(SET OF TASKS)
a) Return the section of the passage on Luxembourg securitization law from "162 SVs were" to "established in Luxembourg.", copied word for word.
b) Resume the passage on Luxembourg securitization law from the point where it stops.

(DOCUMENT PASSAGE)
Luxembourg is expecting to pass shortly the draft bill number 7825 (the “Draft Bill”), which will amend the Luxembourg law on securitisation dated 22 March 2004 (the “Securitisation Law”), giving this investment vehicle further advantages for investors and promoters.

A highly successful framework
Since 2004 Luxembourg has had the Securitisation Law in place. A securitisation is a transformation of assets or risks into negotiable securities by way of transfer of such assets or risks to a special purpose vehicle. The advantage of the securitisation vehicle (SV) is that it creates liquidity for the corporate or originator by removing a debt or another risk from its balance sheet and receive funding from investors. The Luxembourg legal framework has proven to be highly popular and has been used in some of the largest European transactions of its kind. It is a framework that is specifically designed for cross-border transactions. More than 2500 SVs have been created since then and as of April 2021 there were:
(i.)more than 1,370 SVs existing in ...
... Luxembourg with,
(ii.)more than 6,000 compartments,
(iii.)managing around EUR 334 billion,
(iv.)representing a market share of 30% of all European SVs.
162 SVs were established in 2020 and 62 in the first quarter of 2021, showing the continuous success of this investment vehicle.

What are the changes proposed under the Draft Bill?
1. More legal forms available – including the Limited Partnerships
Under the current Securitisation Law, the SV can be established in various legal forms such as:
a. Public limited company (Société anonyme or “SA”),
b. Private limited liability company (Société à responsabilité limitée or “SARL”),
c. Partnership limited by shares (Société en commandite par actions or “SCA”),
d. Cooperative company organized as a public limited company (Société cooperative organisée comme une SA or “Scoop SA”),
e. The SV may also be created in the form of a securitisation fund. This fund does not have legal personality and needs to be managed by a management company, which is a commercial company established in Luxembourg.

(RECORDS SHOWN)

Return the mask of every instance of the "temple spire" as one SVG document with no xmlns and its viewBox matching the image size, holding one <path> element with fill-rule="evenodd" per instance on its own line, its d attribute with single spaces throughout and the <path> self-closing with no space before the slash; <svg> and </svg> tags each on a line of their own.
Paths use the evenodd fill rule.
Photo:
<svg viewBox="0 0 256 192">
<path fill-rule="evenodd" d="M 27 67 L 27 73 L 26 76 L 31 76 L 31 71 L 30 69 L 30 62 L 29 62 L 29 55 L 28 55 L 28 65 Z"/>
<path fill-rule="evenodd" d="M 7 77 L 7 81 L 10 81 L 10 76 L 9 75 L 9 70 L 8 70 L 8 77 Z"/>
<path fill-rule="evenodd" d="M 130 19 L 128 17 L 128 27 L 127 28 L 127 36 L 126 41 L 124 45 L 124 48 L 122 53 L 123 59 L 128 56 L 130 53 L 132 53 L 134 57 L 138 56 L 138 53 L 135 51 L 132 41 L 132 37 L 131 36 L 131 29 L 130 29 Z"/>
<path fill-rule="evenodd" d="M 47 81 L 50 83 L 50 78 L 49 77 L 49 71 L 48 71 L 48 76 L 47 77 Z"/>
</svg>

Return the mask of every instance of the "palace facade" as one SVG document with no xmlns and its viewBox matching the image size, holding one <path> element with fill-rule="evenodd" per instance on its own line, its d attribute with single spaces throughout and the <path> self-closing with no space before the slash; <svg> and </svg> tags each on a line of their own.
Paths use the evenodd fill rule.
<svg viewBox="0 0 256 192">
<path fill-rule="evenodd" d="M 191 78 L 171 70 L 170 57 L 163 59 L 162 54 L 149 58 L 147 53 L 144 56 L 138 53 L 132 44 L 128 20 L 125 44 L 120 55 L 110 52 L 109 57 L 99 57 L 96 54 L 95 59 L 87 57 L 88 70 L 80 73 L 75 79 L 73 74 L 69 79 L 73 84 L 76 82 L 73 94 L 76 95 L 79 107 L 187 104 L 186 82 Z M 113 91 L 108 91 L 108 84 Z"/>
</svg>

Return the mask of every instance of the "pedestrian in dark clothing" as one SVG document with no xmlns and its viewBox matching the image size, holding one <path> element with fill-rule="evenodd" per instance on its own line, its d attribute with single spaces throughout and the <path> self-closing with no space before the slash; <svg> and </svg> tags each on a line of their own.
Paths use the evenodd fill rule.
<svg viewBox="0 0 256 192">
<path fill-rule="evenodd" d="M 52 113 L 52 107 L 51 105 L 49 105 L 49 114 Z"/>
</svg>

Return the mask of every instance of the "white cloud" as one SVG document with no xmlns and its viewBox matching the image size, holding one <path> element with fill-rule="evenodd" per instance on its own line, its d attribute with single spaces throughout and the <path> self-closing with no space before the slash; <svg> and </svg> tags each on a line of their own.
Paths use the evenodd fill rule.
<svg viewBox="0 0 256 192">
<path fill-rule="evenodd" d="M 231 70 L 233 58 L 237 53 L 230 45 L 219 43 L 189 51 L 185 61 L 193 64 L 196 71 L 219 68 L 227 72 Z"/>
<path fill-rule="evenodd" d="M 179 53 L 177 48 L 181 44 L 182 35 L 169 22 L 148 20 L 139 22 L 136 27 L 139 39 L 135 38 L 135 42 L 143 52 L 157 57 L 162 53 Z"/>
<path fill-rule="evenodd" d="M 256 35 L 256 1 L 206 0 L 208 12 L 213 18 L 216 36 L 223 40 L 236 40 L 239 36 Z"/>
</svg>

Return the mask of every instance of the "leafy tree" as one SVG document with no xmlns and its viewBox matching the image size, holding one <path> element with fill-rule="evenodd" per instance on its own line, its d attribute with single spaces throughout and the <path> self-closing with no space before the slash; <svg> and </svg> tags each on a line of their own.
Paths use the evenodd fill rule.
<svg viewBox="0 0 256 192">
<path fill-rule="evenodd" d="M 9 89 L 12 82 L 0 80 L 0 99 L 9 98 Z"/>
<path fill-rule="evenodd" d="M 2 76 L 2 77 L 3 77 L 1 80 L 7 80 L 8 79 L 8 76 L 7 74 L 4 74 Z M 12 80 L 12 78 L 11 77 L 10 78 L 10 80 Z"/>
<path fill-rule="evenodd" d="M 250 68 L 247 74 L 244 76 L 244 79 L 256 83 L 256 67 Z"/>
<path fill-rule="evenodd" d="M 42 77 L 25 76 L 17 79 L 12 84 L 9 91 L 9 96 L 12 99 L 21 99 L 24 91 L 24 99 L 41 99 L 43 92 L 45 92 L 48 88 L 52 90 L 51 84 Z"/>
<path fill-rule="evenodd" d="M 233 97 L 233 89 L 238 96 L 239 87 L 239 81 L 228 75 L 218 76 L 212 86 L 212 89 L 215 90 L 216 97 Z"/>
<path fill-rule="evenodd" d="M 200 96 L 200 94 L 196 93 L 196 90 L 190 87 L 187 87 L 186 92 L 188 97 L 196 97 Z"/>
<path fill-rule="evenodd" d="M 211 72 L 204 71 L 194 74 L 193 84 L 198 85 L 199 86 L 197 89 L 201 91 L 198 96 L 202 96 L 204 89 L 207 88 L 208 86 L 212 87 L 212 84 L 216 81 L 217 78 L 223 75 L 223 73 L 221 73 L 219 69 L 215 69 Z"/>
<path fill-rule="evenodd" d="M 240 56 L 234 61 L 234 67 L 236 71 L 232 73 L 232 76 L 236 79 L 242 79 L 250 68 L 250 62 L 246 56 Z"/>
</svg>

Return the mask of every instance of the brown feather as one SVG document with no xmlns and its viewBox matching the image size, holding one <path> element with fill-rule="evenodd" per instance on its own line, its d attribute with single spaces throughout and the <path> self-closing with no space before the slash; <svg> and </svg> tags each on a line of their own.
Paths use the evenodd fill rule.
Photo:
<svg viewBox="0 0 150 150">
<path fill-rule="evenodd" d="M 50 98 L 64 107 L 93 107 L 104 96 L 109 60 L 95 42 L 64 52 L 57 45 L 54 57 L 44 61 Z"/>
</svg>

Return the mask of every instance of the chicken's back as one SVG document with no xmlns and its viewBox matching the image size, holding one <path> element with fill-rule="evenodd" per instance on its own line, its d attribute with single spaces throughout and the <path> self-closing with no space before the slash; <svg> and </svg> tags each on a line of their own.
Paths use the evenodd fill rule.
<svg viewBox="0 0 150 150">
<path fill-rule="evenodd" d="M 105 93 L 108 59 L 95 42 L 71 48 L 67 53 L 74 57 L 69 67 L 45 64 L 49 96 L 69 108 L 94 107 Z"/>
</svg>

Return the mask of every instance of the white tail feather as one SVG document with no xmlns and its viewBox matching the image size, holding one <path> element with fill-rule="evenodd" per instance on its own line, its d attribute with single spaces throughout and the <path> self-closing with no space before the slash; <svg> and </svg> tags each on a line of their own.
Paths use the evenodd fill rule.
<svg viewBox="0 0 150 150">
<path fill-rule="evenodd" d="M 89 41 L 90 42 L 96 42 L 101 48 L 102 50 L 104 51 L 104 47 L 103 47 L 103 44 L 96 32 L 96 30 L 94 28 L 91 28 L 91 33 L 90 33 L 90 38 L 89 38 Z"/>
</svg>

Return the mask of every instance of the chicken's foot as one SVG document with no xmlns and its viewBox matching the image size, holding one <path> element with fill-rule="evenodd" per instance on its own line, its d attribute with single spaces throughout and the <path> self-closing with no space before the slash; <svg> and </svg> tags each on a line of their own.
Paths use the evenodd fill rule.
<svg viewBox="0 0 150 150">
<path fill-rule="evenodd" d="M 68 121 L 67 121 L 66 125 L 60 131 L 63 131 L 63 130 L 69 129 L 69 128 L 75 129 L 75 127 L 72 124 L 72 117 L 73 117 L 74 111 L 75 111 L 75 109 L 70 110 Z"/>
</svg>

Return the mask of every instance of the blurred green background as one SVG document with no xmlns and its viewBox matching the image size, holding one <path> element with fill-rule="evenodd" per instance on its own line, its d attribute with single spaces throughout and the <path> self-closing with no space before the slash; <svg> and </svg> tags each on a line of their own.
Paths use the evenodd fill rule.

(OUTPUTS IN ORDER)
a)
162 SVs were established in 2020 and 62 in the first quarter of 2021, showing the continuous success of this investment vehicle.

What are the changes proposed under the Draft Bill?
1. More legal forms available – including the Limited Partnerships
Under the current Securitisation Law, the SV can be established in various legal forms such as:
a. Public limited company (Société anonyme or “SA”),
b. Private limited liability company (Société à responsabilité limitée or “SARL”),
c. Partnership limited by shares (Société en commandite par actions or “SCA”),
d. Cooperative company organized as a public limited company (Société cooperative organisée comme une SA or “Scoop SA”),
e. The SV may also be created in the form of a securitisation fund. This fund does not have legal personality and needs to be managed by a management company, which is a commercial company established in Luxembourg.

b)
Under the Draft Bill, the SV can now be also created as a:
a. Common Limited Partnership (Société en commandite simple: “SCS” or “CLP”),
b. Special Limited Partnership (Société en commandite spéciale: “SCSp” or “SLP”),),
c. General Partnership (Société en nom collectif), or
d. Public Simplified Company (Société par actions simplifieé)
This will further increase the success of the SV, in particular the possibility to set it up as a Special Limited Partnership, which has gained popularity in recent years due to its flexibility and structuring possibilities.

2. New funding methods for the SV:
Currently the SV has to be financed through the issue of securities (valeurs mobilières) the value or return of which depends on the securitised assets. Securities means any kind of debt securities and equity securities including shares (subject however to certain conditions). These securities may be issued either secured or unsecured and the SV may also issue different types of securities in relation to a specific compartment.
The Draft Bill is intended to broaden the scope of existing funding methods available to SVs by changing the currently used undefined term “securities” to “financial instruments”.
As long as the value or return of the SVs tracks the performance of the underlying assets, the Draft Bill also provides for the possibility of them being funded exclusively by loans.

3. Clarification on when CSSF authorization is required:
Securitisation companies and funds are in principle unregulated vehicles, provided that the securitisation vehicle does not issue securities “on a continous basis to the public”. In this case the SV would become subject to authorization and supervision by the Luxembourg Financial Regulator (the “CSSF”), but the Securitisation Law did not define the concepts of “issuance to the public” and “continuous”. The market was relying on the guidance issued by the CSSF, but the Draft Bill now clarifies this guidance, according to which the 3 following criteria have to be met cumulatively:
(i.)the issuance is not addressed to professional clients,
(ii.)the financial instruments have a denomination lower than 100.000 Euros, and
(iii.)the financial instruments are not distributed in a private placement.

4. Active management of the SV is possible
An important improvement is the possibility for the SV to actively manage private debt portfolios, provided they issue the financial instruments privately. They can either manage those assets themselves or outsource the asset management to a third party. Previously the SV was only allowed to passively manage its portfolio.
5. Direct or indirect holding of assets is possible
The Draft Bill also clarifies that SVs have the right to hold, directly or indirectly, the securitised assets. The holding of real estate directly by a SV or through a holding subsidiary by the SV is now explicitly permitted.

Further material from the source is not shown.